Task statement – The data below should be transcribed in full, with no picture included.

Dataset records –

-*-

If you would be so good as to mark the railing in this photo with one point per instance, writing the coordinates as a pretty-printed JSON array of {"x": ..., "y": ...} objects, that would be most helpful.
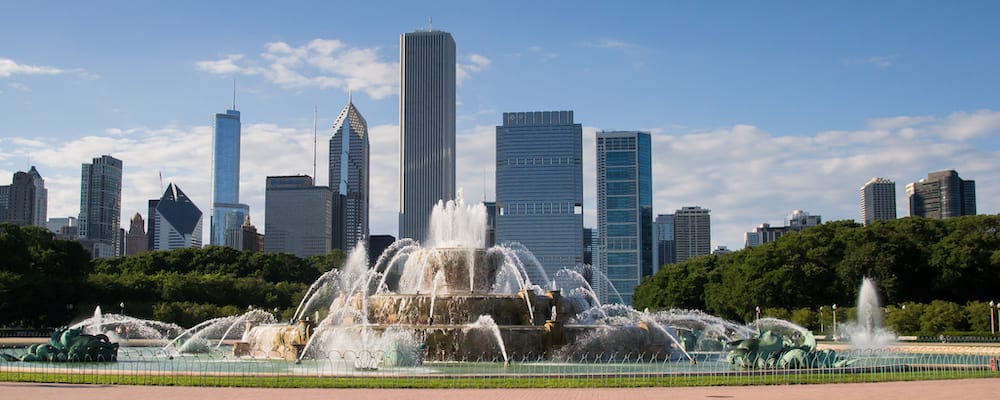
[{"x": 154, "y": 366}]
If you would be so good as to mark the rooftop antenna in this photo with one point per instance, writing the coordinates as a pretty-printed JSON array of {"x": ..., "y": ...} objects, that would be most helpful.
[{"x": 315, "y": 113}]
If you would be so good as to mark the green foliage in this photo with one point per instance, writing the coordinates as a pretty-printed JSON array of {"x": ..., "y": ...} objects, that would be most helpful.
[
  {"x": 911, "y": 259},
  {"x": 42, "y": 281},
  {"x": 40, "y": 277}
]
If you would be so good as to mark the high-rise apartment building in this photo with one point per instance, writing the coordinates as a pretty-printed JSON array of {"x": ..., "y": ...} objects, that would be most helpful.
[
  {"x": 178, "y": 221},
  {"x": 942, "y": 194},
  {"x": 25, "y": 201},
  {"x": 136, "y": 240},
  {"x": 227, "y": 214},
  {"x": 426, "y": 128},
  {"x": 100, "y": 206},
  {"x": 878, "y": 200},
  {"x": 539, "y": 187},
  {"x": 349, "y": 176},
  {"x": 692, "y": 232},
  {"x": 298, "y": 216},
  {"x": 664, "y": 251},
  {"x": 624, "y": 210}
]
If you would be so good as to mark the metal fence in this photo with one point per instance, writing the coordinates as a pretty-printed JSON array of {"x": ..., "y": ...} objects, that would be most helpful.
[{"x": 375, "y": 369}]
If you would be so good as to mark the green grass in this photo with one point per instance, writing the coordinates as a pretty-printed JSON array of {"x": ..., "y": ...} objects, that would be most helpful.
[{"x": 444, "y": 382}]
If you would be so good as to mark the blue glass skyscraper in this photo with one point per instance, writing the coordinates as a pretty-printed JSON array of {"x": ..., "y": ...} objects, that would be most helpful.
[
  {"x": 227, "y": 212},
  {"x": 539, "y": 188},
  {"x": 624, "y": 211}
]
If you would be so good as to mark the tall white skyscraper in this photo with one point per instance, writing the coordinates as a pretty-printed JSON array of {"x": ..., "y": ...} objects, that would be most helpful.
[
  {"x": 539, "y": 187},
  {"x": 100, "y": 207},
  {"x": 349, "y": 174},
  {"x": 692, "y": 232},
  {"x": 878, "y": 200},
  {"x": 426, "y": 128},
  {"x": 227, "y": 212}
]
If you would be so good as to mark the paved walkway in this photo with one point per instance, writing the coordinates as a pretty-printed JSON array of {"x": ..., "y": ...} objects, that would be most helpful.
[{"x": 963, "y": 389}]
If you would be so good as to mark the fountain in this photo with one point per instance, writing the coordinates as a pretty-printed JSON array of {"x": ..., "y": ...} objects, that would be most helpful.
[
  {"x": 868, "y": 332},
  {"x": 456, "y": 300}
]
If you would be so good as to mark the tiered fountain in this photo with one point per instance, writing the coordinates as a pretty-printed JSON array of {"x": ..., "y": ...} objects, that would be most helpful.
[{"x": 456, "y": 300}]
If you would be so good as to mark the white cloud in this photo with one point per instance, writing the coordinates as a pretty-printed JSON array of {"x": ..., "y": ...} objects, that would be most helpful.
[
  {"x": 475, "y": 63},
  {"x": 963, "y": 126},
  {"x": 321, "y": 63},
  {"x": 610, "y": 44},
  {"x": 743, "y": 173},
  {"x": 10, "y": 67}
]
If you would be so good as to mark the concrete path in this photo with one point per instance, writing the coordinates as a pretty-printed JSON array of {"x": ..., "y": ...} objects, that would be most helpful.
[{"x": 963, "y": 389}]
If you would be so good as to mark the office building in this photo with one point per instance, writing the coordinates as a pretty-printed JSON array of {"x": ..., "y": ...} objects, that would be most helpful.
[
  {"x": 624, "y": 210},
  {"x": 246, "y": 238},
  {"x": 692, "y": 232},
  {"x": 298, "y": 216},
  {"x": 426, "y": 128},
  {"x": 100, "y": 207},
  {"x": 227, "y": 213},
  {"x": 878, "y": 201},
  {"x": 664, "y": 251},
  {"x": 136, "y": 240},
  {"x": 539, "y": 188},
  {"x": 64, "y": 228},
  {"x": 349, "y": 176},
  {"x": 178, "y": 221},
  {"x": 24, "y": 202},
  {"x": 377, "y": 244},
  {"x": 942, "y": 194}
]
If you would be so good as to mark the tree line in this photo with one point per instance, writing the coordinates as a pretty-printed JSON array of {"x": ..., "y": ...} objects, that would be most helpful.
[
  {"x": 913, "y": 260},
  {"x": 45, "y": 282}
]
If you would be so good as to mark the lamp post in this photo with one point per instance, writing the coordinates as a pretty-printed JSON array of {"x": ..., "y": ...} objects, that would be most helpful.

-*-

Task response –
If you would be so good as to mark the railing in this photo with one point per instance, writing the coordinates as a pretty-printed JSON array of {"x": ..., "y": ...} objects, that would be most helpful.
[{"x": 154, "y": 366}]
If you would be so good as to mark the rooftop antenna in this photo with one point per instance, writing the coordinates as a pretty-printed JSON array of {"x": ..., "y": ...} objects, that would be most helpful.
[{"x": 315, "y": 113}]
If you would be so good as to mark the green foliage in this photo with one point per instance, writing the coordinates as a pretty-printed JSON array of {"x": ..., "y": ...} objects, that would be most helpful.
[
  {"x": 911, "y": 259},
  {"x": 42, "y": 281},
  {"x": 40, "y": 277}
]
If you would be so good as to mark the high-rise apartment building in this photo with one point per instance, writing the coordinates as a pretty-printed JSON array of {"x": ..., "y": ...} objects, that would be most helpful.
[
  {"x": 178, "y": 221},
  {"x": 942, "y": 194},
  {"x": 25, "y": 201},
  {"x": 136, "y": 240},
  {"x": 227, "y": 214},
  {"x": 426, "y": 128},
  {"x": 100, "y": 206},
  {"x": 878, "y": 200},
  {"x": 539, "y": 187},
  {"x": 349, "y": 176},
  {"x": 692, "y": 232},
  {"x": 298, "y": 216},
  {"x": 664, "y": 251},
  {"x": 624, "y": 210}
]
If you would be so good as to mark the metal fence in this photo with one point per instance, writing the coordinates as a pretty-printed JSON array of {"x": ..., "y": ...} objects, that would be most helpful.
[{"x": 375, "y": 369}]
If you would be so good as to mark the green grass in this photo with one point per instance, writing the coordinates as a pretty-printed JSON array of {"x": ..., "y": ...} objects, that would be most helpful.
[{"x": 444, "y": 382}]
If you would be so good as to mark the blue glass skyscraper in this photo with one point per instance, writing the coordinates as a pretty-printed JSON array of {"x": ..., "y": ...} objects, that would be most helpful.
[
  {"x": 227, "y": 212},
  {"x": 539, "y": 188},
  {"x": 624, "y": 211}
]
If you would be so good as to mark the tall white skyscraper in this photo with one point per instance, writing the coordinates as a pretty-printed JSON array of {"x": ..., "y": ...} objects, that would be most helpful.
[
  {"x": 539, "y": 187},
  {"x": 100, "y": 207},
  {"x": 349, "y": 174},
  {"x": 692, "y": 232},
  {"x": 878, "y": 200},
  {"x": 426, "y": 128},
  {"x": 227, "y": 212}
]
If you would be so good as to mark the paved walkway in this photo with one point per instance, writing the coordinates as a pretty-printed JSON array of {"x": ..., "y": ...} objects, that would be most helpful.
[{"x": 963, "y": 389}]
If you would be so good as to mark the fountain in this photo with one point per instance, writing the coordinates as a pretty-printed JSON array of {"x": ..., "y": ...} objects, that would be most helpful.
[
  {"x": 868, "y": 332},
  {"x": 456, "y": 300}
]
If you would be so good as to mark the tiered fountain in this photo with one point per instance, writing the coordinates as a pretty-printed JSON array of {"x": ..., "y": ...} objects, that would be most helpful.
[{"x": 456, "y": 300}]
If you would be so good as to mark the white cloud in this photo with one point per instance, writing the coordinates as a pretty-printed JSON array of {"x": ..., "y": ...} objects, that would be most helpful.
[
  {"x": 475, "y": 63},
  {"x": 963, "y": 126},
  {"x": 321, "y": 63},
  {"x": 610, "y": 44},
  {"x": 743, "y": 173},
  {"x": 10, "y": 67}
]
If you would be so good as to mark the concrete path in this photo with one point per instance, writing the coordinates as a pretty-printed JSON array of {"x": ..., "y": ...} objects, that would be most helpful.
[{"x": 963, "y": 389}]
If you would be so good as to mark the office building in this photo with one point per instance, writing the coordinates as a pretty-printed JSON array of {"x": ..., "y": ...} objects, that would be most helpful.
[
  {"x": 624, "y": 210},
  {"x": 246, "y": 238},
  {"x": 692, "y": 232},
  {"x": 298, "y": 216},
  {"x": 426, "y": 128},
  {"x": 100, "y": 207},
  {"x": 227, "y": 213},
  {"x": 878, "y": 201},
  {"x": 664, "y": 251},
  {"x": 136, "y": 240},
  {"x": 539, "y": 188},
  {"x": 64, "y": 228},
  {"x": 349, "y": 176},
  {"x": 178, "y": 221},
  {"x": 24, "y": 202},
  {"x": 377, "y": 244},
  {"x": 942, "y": 194}
]
If you would be so good as to mark the tree line in this photo with one point per instance, writing the coordinates as a pretty-printed JSON array of {"x": ..., "y": ...} objects, that would be most helpful.
[
  {"x": 913, "y": 260},
  {"x": 45, "y": 282}
]
If you would be so good as to mark the lamp post in this photo with one point per instance, writing the coordinates as a pretty-printed JSON array of {"x": ..., "y": ...} objects, that would be most helpful.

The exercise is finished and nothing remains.